## WORKING DATA
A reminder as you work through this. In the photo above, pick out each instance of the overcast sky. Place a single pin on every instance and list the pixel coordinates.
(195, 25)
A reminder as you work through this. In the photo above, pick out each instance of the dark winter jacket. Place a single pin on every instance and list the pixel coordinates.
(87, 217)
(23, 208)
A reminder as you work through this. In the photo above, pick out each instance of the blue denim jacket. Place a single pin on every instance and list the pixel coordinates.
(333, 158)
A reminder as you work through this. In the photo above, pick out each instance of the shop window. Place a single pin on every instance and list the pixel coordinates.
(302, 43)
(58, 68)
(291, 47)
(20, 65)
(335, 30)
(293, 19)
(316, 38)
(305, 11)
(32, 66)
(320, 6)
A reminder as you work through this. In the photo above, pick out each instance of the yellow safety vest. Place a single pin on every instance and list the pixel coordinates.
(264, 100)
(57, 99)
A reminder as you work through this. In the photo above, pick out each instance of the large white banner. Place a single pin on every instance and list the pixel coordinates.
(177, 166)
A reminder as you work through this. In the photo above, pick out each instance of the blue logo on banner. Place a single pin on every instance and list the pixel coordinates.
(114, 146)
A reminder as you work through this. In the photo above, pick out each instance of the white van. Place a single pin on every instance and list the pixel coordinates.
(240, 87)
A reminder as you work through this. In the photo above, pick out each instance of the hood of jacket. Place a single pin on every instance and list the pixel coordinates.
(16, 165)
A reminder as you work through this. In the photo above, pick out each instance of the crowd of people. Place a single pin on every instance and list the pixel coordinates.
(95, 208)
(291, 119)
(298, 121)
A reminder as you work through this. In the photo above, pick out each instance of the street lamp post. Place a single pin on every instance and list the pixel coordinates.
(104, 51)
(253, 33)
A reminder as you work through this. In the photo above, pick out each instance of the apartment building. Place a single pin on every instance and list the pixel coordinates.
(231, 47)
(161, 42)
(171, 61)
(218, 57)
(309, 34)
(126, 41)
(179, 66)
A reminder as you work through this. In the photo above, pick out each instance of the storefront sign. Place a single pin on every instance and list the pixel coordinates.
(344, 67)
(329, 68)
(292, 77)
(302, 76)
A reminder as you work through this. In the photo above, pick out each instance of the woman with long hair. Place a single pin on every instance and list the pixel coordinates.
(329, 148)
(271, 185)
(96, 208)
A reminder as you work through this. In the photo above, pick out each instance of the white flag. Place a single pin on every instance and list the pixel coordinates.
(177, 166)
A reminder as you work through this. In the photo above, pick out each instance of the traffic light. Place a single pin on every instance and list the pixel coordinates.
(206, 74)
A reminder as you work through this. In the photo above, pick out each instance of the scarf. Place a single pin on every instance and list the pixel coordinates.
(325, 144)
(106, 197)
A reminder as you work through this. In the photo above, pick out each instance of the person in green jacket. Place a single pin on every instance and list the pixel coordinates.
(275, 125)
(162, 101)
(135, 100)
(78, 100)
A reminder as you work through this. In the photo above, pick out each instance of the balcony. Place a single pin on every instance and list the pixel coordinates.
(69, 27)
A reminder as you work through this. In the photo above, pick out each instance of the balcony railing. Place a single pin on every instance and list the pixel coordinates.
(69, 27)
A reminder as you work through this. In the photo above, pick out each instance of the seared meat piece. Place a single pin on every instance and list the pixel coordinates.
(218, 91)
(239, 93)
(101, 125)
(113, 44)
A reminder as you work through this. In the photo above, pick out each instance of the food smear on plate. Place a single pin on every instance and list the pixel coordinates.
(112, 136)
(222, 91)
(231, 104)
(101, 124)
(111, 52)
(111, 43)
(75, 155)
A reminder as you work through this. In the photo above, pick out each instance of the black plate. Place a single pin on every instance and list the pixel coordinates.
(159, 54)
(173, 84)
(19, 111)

## WORK TO COMPLETE
Restate word for word the lines from the line containing "of the seared" through the last line of the listing, inclusive, and nothing beyond them.

## ANSWER SPACE
A reminder as you work through this. In the photo above, pick out each instance of the seared meat piece. Place a single pin on every instance and list the pixel coordinates.
(218, 91)
(239, 93)
(101, 125)
(113, 44)
A reminder as you work through this. In the photo above, pick out each instance of the food smear on plate. Place a single pin on every instance and list the pixel coordinates.
(112, 136)
(222, 91)
(231, 104)
(101, 124)
(111, 52)
(111, 43)
(75, 155)
A reminder as you work through this. In the photo above, pick out each instance of the black plate. Place a single pin on every instance and list the pixel coordinates.
(159, 54)
(173, 84)
(19, 111)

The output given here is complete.